**Written exercise:**
Please filter the rows below down to the lines that contain the string "counter", and copy each of those lines in full. Case counts.

━━━ Provided entries ━━━

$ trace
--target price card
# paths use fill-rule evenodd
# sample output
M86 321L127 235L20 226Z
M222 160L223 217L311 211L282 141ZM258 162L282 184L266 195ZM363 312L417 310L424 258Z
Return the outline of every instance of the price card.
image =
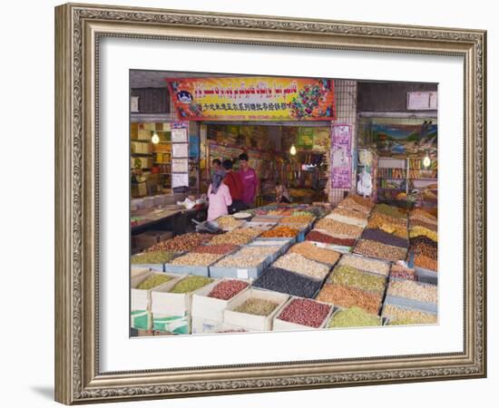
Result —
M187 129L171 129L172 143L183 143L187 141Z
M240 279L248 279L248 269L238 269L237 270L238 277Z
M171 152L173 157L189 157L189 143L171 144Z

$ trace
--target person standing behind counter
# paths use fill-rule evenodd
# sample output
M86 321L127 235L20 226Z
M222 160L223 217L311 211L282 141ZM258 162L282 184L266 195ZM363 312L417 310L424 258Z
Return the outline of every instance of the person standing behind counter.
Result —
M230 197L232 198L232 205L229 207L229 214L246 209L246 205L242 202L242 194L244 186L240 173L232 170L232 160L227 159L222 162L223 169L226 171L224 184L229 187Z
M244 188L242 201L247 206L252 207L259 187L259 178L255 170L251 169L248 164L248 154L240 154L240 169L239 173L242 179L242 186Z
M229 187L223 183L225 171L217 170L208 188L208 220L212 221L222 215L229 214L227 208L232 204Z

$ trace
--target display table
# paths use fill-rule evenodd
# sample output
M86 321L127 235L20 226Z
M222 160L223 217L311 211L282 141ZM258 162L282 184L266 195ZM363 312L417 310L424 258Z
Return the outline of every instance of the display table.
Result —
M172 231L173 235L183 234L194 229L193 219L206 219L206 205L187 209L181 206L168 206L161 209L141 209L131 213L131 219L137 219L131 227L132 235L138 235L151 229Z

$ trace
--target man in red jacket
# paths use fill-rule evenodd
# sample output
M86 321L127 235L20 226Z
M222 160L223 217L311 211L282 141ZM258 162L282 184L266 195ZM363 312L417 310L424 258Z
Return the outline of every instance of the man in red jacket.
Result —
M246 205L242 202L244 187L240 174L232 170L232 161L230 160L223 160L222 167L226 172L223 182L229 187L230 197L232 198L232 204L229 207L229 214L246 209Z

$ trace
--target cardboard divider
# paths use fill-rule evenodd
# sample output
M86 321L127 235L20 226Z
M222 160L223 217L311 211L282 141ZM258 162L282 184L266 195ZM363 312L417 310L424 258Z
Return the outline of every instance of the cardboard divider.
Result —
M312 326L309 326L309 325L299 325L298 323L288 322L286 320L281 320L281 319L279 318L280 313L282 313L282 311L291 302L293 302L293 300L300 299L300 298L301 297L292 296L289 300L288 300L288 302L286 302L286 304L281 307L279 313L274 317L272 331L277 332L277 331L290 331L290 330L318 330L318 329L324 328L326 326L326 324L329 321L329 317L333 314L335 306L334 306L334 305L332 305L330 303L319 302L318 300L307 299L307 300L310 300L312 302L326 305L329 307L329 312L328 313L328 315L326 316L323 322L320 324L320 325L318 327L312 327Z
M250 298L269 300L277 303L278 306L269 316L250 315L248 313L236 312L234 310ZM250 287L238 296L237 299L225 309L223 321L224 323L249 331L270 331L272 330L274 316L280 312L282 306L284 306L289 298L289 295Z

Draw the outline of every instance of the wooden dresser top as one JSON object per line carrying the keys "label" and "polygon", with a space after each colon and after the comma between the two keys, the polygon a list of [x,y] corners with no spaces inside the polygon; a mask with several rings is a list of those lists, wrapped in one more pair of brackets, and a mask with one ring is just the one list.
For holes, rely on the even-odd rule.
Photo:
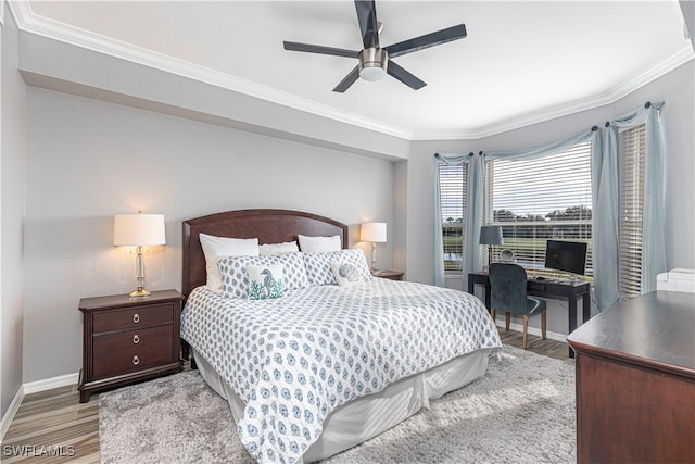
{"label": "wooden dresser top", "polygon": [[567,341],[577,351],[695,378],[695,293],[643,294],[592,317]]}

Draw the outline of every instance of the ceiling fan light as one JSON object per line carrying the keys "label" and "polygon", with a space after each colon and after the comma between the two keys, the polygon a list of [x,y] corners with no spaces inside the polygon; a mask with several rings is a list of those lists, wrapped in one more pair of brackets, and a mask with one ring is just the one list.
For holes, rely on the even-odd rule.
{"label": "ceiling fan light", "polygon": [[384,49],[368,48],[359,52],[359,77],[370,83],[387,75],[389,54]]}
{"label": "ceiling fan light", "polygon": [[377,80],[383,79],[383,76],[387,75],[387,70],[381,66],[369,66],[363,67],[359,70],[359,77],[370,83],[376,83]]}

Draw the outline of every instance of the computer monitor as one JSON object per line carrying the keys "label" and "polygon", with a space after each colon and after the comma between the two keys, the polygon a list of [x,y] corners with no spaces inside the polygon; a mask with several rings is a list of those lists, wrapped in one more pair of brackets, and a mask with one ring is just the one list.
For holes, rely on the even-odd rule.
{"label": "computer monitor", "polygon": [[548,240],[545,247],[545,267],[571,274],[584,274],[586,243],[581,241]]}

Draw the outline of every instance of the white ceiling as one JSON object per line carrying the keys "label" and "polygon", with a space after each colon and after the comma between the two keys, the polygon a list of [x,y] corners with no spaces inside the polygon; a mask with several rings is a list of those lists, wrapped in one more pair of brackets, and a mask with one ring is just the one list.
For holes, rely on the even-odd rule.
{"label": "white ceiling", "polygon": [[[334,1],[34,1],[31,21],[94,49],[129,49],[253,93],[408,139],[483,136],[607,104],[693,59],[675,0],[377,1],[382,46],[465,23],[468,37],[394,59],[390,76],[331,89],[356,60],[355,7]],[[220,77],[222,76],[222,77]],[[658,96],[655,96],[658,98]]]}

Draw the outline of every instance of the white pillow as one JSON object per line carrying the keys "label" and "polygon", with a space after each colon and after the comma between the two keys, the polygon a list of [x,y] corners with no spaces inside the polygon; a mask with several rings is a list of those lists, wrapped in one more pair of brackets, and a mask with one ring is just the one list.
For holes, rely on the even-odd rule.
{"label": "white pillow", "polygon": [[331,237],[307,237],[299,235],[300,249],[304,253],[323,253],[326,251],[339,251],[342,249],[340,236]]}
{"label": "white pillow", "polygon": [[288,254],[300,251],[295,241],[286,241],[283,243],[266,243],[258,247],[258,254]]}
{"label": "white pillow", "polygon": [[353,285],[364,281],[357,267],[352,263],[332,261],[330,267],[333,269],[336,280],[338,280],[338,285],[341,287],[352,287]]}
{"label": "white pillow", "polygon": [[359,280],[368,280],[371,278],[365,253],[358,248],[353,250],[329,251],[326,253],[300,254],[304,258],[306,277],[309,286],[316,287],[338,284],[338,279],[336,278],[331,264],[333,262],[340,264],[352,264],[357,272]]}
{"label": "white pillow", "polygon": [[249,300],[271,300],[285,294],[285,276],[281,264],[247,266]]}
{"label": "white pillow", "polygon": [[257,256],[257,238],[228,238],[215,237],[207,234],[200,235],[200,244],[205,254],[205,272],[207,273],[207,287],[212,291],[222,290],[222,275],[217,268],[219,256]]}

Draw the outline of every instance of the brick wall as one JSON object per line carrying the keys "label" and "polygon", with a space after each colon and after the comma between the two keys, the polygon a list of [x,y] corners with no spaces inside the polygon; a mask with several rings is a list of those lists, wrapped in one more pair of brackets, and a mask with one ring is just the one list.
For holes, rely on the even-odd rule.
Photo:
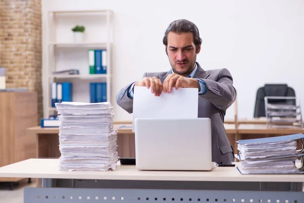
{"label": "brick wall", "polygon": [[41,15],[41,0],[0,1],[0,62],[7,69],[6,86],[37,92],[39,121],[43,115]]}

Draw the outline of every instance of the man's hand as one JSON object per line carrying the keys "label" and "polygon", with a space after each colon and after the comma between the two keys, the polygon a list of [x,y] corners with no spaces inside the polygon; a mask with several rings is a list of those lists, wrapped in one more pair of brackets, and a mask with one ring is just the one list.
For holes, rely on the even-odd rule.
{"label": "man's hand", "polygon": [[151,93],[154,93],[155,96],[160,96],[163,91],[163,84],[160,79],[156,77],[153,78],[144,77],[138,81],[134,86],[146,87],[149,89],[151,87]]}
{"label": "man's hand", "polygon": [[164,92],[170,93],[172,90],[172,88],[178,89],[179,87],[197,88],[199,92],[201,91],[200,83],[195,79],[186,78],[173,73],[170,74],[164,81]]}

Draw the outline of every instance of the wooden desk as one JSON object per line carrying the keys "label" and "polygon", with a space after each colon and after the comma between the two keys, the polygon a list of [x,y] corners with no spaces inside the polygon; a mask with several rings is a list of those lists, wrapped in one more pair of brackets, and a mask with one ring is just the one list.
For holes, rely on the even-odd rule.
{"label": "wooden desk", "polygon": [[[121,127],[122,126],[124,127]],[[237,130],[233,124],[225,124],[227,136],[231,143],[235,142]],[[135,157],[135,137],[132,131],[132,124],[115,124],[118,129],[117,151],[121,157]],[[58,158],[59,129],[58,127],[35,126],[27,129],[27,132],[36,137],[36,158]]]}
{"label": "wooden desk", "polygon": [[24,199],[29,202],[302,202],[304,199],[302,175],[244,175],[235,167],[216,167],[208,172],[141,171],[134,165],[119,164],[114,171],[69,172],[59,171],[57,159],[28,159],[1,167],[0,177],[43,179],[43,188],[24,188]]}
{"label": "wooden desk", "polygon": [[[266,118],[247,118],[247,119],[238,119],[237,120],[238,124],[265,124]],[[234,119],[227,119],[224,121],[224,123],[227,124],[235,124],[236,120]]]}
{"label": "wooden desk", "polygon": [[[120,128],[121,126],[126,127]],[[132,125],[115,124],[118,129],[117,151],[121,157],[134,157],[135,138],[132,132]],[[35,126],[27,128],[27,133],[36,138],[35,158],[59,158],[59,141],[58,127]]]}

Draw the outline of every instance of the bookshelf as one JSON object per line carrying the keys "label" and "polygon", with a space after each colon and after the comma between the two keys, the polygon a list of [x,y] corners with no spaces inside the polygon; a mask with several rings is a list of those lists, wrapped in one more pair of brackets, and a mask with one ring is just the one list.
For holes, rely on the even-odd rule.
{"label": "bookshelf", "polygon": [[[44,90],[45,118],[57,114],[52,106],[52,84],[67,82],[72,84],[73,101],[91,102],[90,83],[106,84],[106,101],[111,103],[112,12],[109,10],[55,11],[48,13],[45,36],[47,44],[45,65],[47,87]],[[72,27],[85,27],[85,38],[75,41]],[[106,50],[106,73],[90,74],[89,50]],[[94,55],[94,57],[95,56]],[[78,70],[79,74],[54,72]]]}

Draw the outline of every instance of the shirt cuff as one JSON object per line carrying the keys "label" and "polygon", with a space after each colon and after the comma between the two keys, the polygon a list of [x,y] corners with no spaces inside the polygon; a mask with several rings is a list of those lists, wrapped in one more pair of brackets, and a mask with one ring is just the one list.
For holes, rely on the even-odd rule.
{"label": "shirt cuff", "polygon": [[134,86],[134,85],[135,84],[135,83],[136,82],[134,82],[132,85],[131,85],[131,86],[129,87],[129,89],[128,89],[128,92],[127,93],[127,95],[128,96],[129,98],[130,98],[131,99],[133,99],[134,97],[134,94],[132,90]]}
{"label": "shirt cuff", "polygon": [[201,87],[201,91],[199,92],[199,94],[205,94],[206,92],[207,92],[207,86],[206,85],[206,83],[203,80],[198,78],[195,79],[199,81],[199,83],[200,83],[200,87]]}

━━━
━━━ Provided entries ━━━

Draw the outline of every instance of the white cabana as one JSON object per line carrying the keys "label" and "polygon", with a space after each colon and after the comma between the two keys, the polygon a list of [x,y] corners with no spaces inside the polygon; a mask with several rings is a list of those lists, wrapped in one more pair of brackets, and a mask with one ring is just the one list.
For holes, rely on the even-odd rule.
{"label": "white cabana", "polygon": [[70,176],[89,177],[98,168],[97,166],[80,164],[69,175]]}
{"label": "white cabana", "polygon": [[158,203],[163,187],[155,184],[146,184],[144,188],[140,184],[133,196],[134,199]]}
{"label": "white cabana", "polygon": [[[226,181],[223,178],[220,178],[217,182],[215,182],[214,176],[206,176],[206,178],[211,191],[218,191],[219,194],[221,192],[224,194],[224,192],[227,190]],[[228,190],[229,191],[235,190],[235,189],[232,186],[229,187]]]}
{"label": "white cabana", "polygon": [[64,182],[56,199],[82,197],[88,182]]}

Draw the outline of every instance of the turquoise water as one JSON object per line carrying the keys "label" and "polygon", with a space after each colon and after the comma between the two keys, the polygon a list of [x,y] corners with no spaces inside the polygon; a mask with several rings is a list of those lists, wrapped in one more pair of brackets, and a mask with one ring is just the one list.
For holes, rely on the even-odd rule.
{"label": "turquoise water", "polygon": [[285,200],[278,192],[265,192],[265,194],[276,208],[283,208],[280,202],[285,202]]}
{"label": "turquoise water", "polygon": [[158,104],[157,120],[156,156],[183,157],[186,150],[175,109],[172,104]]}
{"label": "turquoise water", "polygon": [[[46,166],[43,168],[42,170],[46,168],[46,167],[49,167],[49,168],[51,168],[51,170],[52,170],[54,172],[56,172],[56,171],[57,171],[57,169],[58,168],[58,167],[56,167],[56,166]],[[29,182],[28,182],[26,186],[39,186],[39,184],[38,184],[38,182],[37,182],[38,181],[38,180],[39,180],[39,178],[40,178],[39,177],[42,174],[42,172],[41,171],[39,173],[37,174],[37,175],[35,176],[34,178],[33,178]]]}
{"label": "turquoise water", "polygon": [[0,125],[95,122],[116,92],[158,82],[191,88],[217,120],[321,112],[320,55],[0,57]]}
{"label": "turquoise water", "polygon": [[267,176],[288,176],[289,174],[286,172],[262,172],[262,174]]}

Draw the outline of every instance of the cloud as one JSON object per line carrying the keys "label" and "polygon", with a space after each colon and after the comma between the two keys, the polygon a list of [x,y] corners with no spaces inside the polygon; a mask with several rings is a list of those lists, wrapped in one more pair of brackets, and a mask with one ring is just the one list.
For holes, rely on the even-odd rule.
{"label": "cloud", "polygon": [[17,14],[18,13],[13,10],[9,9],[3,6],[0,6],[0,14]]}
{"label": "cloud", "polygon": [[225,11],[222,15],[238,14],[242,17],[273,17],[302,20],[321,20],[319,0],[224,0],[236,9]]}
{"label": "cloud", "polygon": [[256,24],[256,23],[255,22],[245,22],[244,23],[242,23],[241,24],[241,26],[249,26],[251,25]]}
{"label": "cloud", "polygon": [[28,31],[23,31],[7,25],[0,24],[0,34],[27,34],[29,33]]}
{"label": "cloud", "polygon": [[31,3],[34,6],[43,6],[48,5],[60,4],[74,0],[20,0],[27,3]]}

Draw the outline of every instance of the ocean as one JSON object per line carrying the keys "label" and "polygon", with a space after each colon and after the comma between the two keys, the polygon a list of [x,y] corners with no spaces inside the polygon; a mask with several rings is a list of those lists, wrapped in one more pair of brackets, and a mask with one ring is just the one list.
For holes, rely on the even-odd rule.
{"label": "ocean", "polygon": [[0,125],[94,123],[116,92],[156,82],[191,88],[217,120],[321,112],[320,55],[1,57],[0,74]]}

━━━

**Reply to the exercise:**
--target person standing behind counter
Return the outline of every instance of the person standing behind counter.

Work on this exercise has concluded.